■ DATA EXTRACT:

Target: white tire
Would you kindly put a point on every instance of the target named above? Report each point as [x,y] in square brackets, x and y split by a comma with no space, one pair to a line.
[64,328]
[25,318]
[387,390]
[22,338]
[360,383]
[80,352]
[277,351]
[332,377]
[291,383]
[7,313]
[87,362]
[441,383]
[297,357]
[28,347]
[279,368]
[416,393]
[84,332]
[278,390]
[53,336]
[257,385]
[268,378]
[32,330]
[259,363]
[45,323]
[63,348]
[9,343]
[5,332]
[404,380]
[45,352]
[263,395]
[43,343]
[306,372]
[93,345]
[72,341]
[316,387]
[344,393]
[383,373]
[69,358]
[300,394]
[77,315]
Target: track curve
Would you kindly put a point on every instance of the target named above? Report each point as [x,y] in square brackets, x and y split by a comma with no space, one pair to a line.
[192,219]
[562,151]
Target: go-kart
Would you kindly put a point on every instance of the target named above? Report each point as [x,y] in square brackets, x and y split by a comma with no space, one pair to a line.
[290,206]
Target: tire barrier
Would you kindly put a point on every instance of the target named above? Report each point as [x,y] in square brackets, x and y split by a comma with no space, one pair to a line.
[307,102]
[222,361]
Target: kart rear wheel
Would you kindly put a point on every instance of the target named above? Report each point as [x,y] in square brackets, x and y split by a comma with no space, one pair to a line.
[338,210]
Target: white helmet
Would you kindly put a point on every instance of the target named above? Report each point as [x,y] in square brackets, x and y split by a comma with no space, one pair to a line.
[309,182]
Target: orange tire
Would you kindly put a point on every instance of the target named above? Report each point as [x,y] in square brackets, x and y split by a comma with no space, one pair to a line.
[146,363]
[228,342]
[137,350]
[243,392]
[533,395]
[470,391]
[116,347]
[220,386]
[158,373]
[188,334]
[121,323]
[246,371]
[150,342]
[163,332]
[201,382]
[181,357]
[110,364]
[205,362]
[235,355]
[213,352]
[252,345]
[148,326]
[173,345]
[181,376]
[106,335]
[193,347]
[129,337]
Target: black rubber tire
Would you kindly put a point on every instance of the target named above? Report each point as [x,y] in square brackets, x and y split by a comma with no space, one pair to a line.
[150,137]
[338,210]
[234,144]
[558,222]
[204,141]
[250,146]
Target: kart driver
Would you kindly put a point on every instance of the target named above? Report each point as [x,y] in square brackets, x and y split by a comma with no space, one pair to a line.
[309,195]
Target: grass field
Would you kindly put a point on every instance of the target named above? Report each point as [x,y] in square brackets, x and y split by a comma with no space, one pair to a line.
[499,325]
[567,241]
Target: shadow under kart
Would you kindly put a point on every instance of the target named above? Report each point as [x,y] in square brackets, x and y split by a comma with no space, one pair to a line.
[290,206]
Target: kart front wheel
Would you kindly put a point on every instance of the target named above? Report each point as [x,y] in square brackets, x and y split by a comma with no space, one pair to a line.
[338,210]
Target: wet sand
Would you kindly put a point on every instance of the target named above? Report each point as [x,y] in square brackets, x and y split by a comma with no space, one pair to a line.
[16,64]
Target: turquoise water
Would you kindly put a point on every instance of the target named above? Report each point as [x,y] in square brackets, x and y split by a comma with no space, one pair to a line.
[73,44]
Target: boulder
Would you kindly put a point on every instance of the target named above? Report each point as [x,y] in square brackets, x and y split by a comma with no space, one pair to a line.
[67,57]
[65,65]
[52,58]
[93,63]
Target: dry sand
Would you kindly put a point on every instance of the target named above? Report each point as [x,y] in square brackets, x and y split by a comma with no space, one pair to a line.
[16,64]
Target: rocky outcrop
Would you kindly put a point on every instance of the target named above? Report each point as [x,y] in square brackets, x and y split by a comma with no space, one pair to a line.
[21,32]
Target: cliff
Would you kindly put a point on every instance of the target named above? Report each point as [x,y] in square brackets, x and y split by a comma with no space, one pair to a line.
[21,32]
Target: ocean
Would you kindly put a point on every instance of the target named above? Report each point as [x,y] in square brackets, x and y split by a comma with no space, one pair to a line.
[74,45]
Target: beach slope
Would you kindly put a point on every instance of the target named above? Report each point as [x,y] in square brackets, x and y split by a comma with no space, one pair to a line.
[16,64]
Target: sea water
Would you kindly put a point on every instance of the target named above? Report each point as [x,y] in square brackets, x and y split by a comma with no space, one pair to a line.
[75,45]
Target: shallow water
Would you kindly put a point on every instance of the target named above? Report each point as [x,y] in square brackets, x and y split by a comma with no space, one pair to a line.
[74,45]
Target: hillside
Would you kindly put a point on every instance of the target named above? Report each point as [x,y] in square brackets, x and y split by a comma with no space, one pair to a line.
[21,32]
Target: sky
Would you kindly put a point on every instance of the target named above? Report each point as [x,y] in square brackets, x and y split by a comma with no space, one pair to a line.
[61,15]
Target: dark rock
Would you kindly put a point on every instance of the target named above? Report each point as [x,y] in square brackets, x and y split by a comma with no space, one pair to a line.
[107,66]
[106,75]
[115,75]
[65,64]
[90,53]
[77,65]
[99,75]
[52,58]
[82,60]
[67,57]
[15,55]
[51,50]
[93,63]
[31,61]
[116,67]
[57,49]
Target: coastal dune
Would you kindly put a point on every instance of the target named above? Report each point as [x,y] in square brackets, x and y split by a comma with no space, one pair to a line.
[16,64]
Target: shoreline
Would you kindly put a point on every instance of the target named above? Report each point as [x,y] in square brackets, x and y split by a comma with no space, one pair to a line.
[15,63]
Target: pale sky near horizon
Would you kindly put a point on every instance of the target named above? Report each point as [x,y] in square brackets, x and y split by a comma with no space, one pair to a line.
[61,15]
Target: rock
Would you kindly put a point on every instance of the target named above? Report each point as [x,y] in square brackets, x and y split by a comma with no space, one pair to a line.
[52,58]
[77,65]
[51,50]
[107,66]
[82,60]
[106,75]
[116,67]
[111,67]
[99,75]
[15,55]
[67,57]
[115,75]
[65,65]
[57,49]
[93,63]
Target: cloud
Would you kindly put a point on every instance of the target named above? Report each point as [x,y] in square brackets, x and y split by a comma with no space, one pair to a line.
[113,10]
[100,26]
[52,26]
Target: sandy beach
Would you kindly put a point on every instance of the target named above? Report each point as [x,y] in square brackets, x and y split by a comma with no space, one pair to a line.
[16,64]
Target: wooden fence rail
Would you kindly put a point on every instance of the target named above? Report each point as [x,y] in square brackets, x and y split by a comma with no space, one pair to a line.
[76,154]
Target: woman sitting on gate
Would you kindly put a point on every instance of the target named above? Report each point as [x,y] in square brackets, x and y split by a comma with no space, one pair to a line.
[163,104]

--

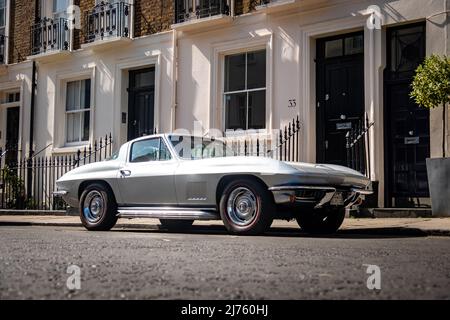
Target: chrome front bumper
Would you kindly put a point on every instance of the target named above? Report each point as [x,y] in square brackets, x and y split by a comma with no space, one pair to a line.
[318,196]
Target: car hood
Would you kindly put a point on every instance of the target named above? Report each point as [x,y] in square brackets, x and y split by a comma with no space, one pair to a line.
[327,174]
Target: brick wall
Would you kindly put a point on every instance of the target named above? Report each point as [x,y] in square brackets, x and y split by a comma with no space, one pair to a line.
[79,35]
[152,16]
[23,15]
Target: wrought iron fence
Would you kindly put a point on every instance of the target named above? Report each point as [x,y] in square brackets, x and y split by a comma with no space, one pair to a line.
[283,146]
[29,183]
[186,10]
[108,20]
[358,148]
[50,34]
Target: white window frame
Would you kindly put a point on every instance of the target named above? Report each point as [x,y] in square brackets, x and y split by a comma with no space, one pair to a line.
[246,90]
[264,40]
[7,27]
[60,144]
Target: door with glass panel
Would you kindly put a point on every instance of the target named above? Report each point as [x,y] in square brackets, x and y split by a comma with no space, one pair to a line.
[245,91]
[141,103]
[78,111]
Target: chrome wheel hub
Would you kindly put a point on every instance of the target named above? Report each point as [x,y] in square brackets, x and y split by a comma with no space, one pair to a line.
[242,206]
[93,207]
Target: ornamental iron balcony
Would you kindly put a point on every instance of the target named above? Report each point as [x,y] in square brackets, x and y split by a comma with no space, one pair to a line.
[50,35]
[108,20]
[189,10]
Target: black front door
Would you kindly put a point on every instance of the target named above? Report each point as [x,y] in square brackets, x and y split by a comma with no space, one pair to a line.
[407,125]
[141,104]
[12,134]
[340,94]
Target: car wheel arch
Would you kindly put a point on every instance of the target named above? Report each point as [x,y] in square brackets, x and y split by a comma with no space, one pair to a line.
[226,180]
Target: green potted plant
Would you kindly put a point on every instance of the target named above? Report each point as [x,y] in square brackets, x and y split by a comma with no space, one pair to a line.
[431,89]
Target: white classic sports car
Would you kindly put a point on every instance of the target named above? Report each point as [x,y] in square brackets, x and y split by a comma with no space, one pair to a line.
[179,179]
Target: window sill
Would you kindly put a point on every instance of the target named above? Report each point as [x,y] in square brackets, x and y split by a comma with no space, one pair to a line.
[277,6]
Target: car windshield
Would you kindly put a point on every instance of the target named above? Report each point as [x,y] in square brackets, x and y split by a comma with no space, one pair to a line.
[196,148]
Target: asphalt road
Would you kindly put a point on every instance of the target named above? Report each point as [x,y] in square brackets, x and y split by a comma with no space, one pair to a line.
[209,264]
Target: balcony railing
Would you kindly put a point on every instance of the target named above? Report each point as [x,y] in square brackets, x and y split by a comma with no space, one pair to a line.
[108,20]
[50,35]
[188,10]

--

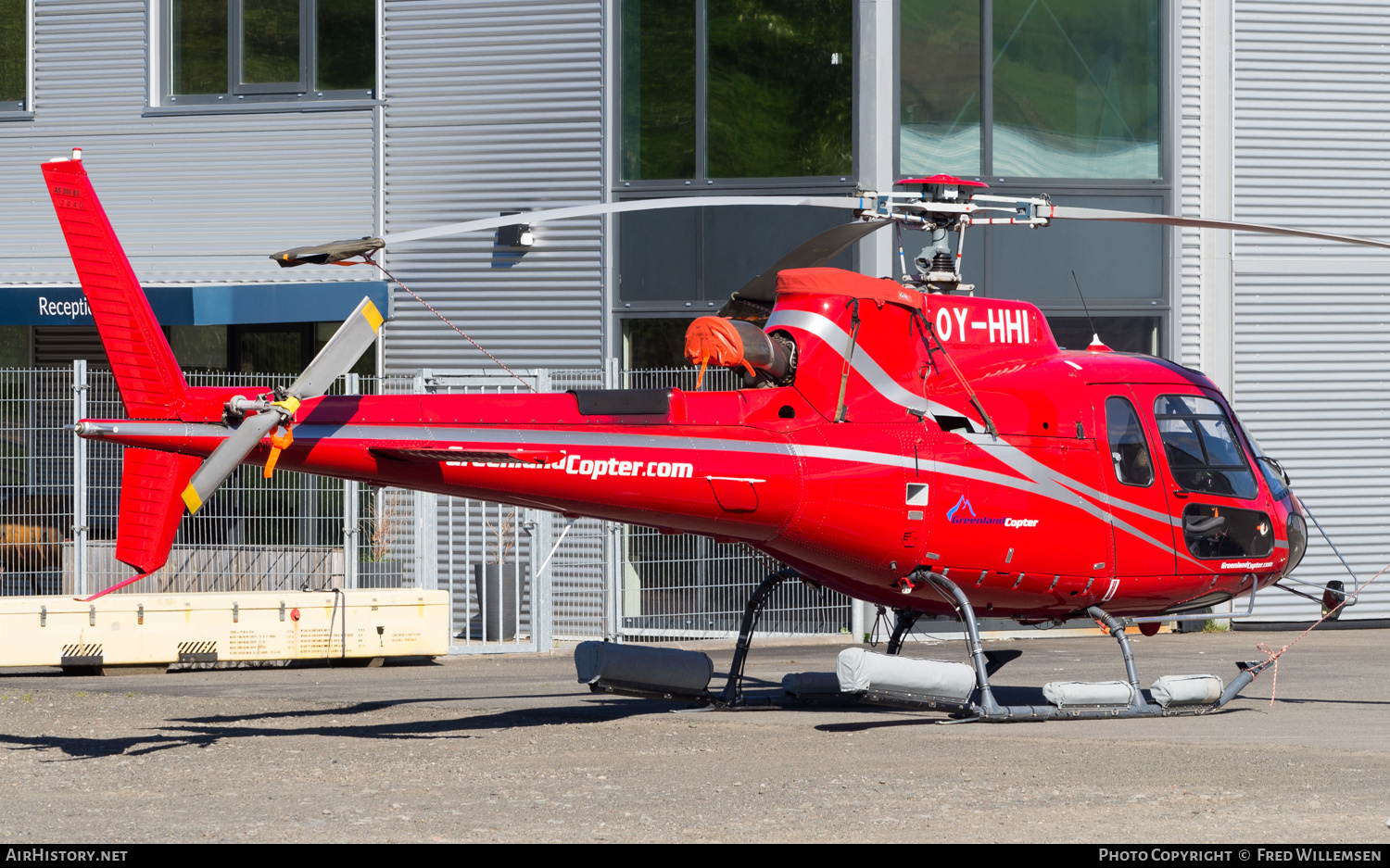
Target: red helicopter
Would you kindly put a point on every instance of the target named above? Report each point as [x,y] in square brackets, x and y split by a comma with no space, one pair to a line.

■ WHAT THE EXERCISE ASKS: Pull out every line in the records above that contains the string "chrome". Copy each one in full, and count a match only if the capital and small letters are the same.

■ EXPECTED OUTPUT:
Target: chrome front bumper
Target: chrome wheel hub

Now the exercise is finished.